Your objective: Whenever "backdrop" occurs in a line of the material, list that line.

Source information:
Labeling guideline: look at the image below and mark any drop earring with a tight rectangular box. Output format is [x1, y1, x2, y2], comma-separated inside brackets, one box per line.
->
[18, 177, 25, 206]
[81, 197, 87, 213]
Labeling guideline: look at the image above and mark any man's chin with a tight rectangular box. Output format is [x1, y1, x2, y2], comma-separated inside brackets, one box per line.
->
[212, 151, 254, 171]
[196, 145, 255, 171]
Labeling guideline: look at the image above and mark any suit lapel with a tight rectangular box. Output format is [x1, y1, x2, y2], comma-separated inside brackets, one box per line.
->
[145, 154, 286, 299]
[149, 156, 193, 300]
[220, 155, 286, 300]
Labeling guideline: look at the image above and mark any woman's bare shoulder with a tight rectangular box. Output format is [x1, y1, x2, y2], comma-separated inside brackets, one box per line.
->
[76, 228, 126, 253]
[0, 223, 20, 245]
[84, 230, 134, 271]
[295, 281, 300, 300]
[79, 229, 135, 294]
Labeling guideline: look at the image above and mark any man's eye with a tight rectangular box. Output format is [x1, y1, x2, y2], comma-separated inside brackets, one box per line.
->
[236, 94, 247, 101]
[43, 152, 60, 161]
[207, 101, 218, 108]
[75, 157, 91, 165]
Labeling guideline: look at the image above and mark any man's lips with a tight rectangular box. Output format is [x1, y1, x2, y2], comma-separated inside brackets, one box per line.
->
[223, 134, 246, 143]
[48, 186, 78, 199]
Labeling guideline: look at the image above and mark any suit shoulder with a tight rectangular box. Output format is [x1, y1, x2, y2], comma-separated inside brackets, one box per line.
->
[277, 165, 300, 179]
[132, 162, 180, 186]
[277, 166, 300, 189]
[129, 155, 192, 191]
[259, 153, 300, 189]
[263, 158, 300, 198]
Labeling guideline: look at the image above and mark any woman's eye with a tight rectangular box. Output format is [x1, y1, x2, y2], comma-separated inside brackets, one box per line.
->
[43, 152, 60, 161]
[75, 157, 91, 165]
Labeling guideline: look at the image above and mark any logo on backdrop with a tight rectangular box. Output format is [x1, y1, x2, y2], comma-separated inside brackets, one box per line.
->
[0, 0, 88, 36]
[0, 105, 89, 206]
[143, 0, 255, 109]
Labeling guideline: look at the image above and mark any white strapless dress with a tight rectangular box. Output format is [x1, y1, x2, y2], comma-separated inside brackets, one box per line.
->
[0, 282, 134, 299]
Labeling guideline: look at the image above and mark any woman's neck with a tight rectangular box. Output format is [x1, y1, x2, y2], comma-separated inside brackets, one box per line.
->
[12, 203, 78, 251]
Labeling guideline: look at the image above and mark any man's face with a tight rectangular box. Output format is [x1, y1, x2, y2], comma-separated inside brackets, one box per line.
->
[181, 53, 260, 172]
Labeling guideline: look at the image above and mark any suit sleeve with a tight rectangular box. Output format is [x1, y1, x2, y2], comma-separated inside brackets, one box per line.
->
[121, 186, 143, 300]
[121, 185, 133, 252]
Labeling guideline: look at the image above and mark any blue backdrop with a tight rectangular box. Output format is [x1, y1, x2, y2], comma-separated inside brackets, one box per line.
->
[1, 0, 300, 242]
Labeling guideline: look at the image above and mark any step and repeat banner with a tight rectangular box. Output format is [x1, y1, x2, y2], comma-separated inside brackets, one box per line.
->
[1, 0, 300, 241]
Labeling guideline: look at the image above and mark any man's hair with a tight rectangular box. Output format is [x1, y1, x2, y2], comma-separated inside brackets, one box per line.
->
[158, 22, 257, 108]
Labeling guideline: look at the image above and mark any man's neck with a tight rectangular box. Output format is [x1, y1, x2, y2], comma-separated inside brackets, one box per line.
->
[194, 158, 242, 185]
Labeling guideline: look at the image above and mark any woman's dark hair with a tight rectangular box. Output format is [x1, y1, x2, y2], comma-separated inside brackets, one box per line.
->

Task response:
Labeling guideline: look at the image above and mark any logo on backdrop with a tight rectangular box. Output format is [x1, y1, x2, y2], comma-separated inside brackets, one box per line.
Labeling guideline: look at the image above and mark any blue backdrop with a tight rectangular box. Output format is [x1, y1, x2, y2], comma-separated inside brackets, one box per line.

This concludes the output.